| Aim of the exercise |
Beginning at the line that contains "In this exercise you will find the leaf", reproduce every line to the end of the material without changing any of them.

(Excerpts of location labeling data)
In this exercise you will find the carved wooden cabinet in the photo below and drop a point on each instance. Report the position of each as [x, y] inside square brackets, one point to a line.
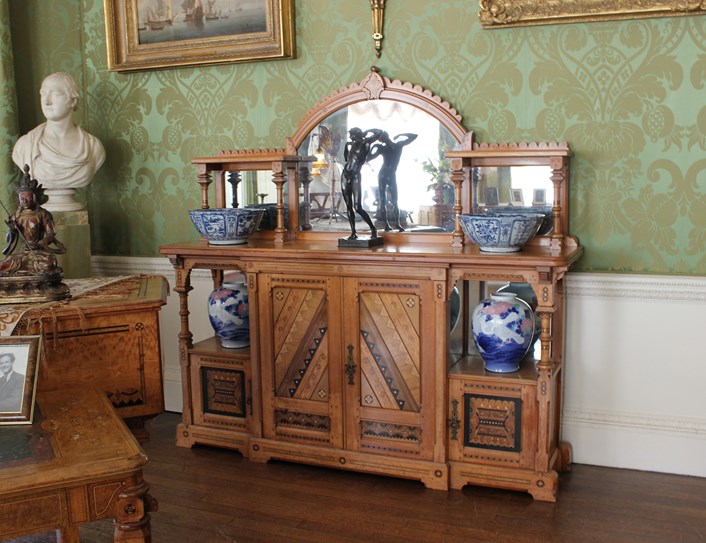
[348, 361]
[352, 363]
[220, 395]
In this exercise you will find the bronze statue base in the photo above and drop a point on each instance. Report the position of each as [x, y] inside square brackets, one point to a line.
[23, 289]
[360, 242]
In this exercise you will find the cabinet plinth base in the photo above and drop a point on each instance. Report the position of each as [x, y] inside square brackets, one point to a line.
[433, 475]
[543, 486]
[188, 435]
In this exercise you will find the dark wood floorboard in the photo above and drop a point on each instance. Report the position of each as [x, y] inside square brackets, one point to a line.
[211, 495]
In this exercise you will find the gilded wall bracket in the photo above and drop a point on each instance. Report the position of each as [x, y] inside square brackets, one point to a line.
[378, 10]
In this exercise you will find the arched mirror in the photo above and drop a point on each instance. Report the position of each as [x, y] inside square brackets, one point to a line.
[419, 123]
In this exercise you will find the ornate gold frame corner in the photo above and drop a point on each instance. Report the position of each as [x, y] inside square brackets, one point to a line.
[508, 13]
[126, 53]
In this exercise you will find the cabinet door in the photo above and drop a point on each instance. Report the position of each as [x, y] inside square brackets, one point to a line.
[221, 388]
[389, 342]
[299, 361]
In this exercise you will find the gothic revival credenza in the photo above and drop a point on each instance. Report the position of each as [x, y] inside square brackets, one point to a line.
[361, 358]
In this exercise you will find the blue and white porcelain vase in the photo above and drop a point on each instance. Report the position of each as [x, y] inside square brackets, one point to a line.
[502, 326]
[525, 292]
[229, 313]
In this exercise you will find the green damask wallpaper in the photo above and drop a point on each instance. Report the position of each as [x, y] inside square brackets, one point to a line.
[628, 96]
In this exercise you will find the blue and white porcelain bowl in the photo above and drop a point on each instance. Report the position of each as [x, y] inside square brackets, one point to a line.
[227, 226]
[501, 232]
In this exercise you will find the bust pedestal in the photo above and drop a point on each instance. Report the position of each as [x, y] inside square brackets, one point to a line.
[73, 230]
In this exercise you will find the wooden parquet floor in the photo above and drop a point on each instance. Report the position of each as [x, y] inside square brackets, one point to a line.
[210, 495]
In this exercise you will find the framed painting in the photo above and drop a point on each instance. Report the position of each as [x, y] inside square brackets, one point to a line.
[156, 34]
[19, 365]
[505, 13]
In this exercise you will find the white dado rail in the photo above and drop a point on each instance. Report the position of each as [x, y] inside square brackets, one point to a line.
[633, 396]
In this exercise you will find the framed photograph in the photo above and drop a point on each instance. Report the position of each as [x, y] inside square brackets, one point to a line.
[539, 197]
[516, 198]
[491, 196]
[19, 368]
[155, 34]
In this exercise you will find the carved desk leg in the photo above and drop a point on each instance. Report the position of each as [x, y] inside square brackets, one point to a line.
[132, 519]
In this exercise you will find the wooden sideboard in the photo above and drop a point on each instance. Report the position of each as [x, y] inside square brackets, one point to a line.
[354, 361]
[350, 364]
[105, 338]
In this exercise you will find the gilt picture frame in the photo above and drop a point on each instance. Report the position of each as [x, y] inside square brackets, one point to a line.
[19, 369]
[159, 34]
[508, 13]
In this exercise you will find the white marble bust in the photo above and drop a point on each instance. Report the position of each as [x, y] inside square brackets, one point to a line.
[60, 154]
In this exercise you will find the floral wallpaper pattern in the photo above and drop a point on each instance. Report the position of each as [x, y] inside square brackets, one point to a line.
[627, 95]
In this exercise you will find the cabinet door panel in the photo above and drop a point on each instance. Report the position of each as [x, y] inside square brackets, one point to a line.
[389, 329]
[298, 347]
[391, 351]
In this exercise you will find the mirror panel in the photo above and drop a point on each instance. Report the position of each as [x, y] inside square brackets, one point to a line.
[254, 189]
[422, 174]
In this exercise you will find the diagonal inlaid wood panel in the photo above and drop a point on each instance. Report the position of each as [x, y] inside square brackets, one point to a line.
[300, 338]
[390, 351]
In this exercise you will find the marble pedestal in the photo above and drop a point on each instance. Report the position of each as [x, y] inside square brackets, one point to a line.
[73, 230]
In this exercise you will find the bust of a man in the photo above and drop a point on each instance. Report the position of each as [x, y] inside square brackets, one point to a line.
[61, 155]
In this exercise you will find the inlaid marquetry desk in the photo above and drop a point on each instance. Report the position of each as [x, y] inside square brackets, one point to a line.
[76, 463]
[106, 336]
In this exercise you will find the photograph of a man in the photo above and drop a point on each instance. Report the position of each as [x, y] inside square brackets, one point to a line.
[11, 384]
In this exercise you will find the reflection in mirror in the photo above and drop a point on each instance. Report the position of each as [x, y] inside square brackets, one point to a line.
[425, 193]
[254, 189]
[507, 188]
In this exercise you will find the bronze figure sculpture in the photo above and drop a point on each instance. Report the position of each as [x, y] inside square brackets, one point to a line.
[32, 273]
[356, 155]
[391, 151]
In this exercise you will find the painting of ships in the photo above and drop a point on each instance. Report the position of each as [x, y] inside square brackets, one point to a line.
[212, 13]
[193, 11]
[159, 14]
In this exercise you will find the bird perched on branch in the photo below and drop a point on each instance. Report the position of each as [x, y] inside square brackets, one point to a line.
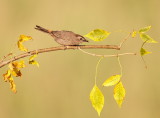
[64, 37]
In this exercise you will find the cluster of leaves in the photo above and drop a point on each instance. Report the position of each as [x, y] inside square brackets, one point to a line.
[14, 68]
[96, 96]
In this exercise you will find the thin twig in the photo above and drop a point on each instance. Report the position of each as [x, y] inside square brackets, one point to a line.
[114, 55]
[120, 45]
[5, 57]
[3, 63]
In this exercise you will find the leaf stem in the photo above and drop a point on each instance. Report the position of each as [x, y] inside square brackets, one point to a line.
[97, 69]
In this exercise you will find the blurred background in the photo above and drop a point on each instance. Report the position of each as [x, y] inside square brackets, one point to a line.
[60, 87]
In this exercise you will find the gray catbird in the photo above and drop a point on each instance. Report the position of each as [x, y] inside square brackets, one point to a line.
[64, 37]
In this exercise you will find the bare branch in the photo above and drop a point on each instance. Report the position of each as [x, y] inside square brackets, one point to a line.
[98, 55]
[5, 62]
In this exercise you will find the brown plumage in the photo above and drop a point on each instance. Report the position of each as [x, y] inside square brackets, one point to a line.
[64, 37]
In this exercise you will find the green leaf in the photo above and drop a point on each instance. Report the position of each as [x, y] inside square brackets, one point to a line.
[112, 80]
[119, 93]
[98, 35]
[147, 38]
[144, 52]
[145, 29]
[97, 99]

| The answer |
In this exercise you will find the leaf stem in the photo above and drop a point on each instance. Report the position of each as [x, y] inside square brackets, one point to a line.
[97, 69]
In this exercise you will find the blurred background in the photo above and drop a point on each instance. Report the position of each as [x, y] inside square brackets, one point to a line.
[60, 87]
In this exercise you will find the gray catbird in the photo above and drop a point on each instance. Report the position of each as [x, y] inside square brackets, one point to a line.
[64, 37]
In this exercise you will find the bare branch in the photo above and drop a point on each instance. Report the position of each as [x, y] inside square brackets, one point to a line.
[98, 55]
[5, 62]
In this exercise you will find the brown plumage in the photo above and drop a point on each instance. Report the position of each as [x, y] inside square brackets, one point to a line.
[64, 37]
In this exercise you will find the green leaf in the photo above and drop a point on each instance. Report the position of each as [x, y] inside square brackets, one point to a line.
[112, 80]
[119, 93]
[98, 35]
[147, 38]
[144, 52]
[145, 29]
[97, 99]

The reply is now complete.